- DIRECTION:
Give every entry again, word for word.

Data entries
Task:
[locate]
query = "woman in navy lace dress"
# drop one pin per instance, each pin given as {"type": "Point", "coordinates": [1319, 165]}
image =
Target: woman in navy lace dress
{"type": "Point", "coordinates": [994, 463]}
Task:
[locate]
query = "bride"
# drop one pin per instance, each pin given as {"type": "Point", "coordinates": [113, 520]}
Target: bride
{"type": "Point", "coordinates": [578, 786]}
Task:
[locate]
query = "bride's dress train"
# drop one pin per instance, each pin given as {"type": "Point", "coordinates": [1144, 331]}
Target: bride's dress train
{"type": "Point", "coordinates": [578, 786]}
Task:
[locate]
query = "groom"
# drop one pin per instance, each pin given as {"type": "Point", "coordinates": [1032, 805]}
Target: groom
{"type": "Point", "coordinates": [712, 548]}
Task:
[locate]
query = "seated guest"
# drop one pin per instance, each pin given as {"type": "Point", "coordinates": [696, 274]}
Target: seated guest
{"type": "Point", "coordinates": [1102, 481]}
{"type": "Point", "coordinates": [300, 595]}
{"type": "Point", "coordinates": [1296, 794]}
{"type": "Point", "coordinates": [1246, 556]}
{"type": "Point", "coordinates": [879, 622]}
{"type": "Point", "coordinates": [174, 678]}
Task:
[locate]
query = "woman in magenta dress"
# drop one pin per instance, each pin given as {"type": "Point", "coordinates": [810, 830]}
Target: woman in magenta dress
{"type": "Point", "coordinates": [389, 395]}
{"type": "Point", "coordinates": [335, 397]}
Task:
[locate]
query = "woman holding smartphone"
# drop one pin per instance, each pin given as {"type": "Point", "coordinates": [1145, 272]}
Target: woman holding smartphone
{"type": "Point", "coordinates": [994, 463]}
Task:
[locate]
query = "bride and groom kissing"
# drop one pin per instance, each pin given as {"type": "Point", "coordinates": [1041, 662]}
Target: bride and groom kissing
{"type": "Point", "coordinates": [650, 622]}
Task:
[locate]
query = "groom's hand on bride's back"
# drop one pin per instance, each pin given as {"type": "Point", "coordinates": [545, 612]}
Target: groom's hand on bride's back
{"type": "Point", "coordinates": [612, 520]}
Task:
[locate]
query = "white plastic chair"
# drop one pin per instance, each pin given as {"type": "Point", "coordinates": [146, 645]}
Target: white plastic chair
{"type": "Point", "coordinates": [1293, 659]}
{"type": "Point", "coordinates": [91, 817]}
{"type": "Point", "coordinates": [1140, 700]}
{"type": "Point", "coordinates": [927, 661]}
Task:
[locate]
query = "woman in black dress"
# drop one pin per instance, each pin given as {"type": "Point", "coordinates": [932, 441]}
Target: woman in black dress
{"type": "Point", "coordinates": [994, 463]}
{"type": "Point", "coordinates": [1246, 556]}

- REPLY TO THE TASK:
Task:
[locate]
query = "woman in navy lace dress"
# drop one pin per instance, each pin given as {"type": "Point", "coordinates": [1319, 165]}
image =
Target: woman in navy lace dress
{"type": "Point", "coordinates": [994, 463]}
Task:
[locate]
query = "bride"
# drop one pin per instance, each pin given as {"type": "Point", "coordinates": [113, 520]}
Target: bride
{"type": "Point", "coordinates": [578, 786]}
Task:
[locate]
query = "bride's dress train"
# drop one pin per instance, each pin given as {"type": "Point", "coordinates": [1144, 331]}
Target: bride's dress train
{"type": "Point", "coordinates": [578, 786]}
Task:
[locate]
query = "groom"
# drop one pin per instance, each pin given as {"type": "Point", "coordinates": [1032, 805]}
Target: groom
{"type": "Point", "coordinates": [712, 548]}
Task:
[locate]
query = "seated guest"
# drop one pin per instance, each pin given as {"type": "Point", "coordinates": [696, 274]}
Target: seated guest
{"type": "Point", "coordinates": [1102, 481]}
{"type": "Point", "coordinates": [300, 595]}
{"type": "Point", "coordinates": [1296, 794]}
{"type": "Point", "coordinates": [1246, 556]}
{"type": "Point", "coordinates": [879, 622]}
{"type": "Point", "coordinates": [174, 678]}
Task:
[locate]
query = "woman in magenta dress"
# drop one pin per instance, each pin given as {"type": "Point", "coordinates": [810, 830]}
Target: woman in magenta dress
{"type": "Point", "coordinates": [389, 395]}
{"type": "Point", "coordinates": [335, 397]}
Task:
[locate]
query = "woman holding smartphone"
# drop one pin per instance, each pin given as {"type": "Point", "coordinates": [1145, 272]}
Target: woman holding smartphone
{"type": "Point", "coordinates": [994, 463]}
Task:
[locate]
query = "bride and groom kissing"
# drop one pin per instance, each pin given as {"type": "Point", "coordinates": [1041, 662]}
Target: bride and groom kissing
{"type": "Point", "coordinates": [650, 622]}
Task:
[locate]
query = "groom's hand on bride's back"
# drop one pin per instance, each pin given as {"type": "Point", "coordinates": [545, 612]}
Target: groom's hand on bride's back
{"type": "Point", "coordinates": [612, 520]}
Task:
[locate]
query = "white plastic chair"
# drop one pin per instance, each pin given as {"type": "Point", "coordinates": [146, 645]}
Target: white plastic chair
{"type": "Point", "coordinates": [1293, 659]}
{"type": "Point", "coordinates": [91, 817]}
{"type": "Point", "coordinates": [1140, 700]}
{"type": "Point", "coordinates": [927, 661]}
Task:
[locate]
query = "woman in black dress"
# drop one pin per instance, each pin given as {"type": "Point", "coordinates": [932, 441]}
Target: woman in black dress
{"type": "Point", "coordinates": [994, 463]}
{"type": "Point", "coordinates": [1246, 556]}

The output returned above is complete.